**** BEREITGESTELLTE DATEN ****
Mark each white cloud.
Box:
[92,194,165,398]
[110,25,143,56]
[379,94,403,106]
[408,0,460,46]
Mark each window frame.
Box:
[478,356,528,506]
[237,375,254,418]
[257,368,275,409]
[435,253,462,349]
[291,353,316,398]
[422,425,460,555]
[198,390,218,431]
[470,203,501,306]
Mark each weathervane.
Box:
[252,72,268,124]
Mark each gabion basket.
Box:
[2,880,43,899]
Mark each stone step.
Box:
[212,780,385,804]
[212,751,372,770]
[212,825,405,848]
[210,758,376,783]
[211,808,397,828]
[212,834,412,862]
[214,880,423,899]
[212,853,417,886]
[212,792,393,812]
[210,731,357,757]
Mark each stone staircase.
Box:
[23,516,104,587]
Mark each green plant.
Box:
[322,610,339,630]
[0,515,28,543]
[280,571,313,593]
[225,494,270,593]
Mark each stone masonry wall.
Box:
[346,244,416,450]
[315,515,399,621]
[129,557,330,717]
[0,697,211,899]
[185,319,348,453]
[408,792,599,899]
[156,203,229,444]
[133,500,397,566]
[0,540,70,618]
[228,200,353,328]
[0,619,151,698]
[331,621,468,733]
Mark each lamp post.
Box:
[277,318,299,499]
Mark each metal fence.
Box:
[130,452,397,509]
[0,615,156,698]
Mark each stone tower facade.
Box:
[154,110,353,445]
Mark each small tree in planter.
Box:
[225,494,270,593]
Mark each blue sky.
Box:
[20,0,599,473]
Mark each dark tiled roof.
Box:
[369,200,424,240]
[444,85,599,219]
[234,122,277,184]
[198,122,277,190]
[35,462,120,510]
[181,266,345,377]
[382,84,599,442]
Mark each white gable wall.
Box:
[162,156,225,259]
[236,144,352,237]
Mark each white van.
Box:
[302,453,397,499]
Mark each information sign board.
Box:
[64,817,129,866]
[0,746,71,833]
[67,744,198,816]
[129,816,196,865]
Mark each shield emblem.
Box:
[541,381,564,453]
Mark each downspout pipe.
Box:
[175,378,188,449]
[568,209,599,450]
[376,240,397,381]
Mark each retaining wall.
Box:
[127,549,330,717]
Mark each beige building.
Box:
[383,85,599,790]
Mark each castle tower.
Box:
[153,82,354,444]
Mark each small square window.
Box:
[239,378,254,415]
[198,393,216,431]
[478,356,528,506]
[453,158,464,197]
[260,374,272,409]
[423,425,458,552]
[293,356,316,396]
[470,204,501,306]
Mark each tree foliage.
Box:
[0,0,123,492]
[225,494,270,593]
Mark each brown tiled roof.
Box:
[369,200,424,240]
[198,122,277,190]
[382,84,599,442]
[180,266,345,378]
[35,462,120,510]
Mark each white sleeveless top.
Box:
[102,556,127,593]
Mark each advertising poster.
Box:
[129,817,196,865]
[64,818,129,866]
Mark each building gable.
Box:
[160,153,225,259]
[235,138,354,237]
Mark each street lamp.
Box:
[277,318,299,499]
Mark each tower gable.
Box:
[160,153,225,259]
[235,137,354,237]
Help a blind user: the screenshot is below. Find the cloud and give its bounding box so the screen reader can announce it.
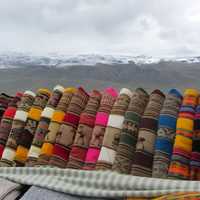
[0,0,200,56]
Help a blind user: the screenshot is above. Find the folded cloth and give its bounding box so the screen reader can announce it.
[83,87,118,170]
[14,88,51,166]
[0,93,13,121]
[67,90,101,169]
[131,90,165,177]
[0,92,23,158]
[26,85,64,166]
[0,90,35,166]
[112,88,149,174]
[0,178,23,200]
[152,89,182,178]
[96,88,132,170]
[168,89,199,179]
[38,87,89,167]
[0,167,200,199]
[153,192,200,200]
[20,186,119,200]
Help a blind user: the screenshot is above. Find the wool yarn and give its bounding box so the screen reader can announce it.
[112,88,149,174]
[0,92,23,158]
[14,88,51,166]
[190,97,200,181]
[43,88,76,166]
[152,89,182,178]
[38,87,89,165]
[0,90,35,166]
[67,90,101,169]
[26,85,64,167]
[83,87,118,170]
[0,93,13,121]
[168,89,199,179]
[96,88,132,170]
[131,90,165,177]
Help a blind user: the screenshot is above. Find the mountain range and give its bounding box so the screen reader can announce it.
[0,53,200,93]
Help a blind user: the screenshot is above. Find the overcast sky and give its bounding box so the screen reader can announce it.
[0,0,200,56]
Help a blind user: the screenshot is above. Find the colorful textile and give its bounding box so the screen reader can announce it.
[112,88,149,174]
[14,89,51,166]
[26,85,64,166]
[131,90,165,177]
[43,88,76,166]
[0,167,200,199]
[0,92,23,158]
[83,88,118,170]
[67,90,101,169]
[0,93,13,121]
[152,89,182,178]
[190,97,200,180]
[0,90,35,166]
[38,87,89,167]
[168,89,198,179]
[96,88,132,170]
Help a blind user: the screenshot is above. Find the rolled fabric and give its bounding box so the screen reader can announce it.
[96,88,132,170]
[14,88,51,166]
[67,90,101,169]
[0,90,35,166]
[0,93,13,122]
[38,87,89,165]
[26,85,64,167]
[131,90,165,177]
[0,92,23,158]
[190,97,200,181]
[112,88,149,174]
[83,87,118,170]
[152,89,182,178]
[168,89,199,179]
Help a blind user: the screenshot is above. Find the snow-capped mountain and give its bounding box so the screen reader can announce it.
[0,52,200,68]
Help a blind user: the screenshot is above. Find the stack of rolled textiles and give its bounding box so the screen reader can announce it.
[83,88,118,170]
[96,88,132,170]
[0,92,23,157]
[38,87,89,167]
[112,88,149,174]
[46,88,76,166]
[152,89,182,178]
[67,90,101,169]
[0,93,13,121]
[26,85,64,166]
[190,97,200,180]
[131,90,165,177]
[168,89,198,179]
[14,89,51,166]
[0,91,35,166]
****
**** BEREITGESTELLTE DATEN ****
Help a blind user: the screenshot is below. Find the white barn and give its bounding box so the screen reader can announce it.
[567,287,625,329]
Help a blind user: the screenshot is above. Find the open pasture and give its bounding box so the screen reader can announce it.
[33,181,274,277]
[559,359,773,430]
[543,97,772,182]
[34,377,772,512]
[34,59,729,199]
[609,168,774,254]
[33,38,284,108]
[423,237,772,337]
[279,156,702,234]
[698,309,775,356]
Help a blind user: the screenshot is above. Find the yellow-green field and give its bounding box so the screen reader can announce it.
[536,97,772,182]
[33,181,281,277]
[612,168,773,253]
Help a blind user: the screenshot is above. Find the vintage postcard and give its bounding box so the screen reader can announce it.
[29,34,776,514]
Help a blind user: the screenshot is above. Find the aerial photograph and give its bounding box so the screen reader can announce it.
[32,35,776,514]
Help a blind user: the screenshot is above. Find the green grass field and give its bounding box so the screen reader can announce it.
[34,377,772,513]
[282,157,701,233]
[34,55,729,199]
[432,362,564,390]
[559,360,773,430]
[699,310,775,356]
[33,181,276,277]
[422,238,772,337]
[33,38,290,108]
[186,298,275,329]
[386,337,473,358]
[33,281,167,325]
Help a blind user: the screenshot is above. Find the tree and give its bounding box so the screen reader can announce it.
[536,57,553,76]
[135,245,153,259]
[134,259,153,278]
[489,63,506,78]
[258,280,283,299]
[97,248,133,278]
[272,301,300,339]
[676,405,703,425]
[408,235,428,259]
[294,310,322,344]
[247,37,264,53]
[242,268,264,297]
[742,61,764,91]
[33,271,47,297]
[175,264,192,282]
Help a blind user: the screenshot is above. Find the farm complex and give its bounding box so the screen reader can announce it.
****
● **GESTELLTE AUFGABE**:
Zähle, wie viele Zeilen oben die Zeichenfolge „building“ enthalten, und beachte dabei die Groß- und Kleinschreibung. Gib nur die Anzahl an.

● **LÖSUNG DER AUFGABE**:
2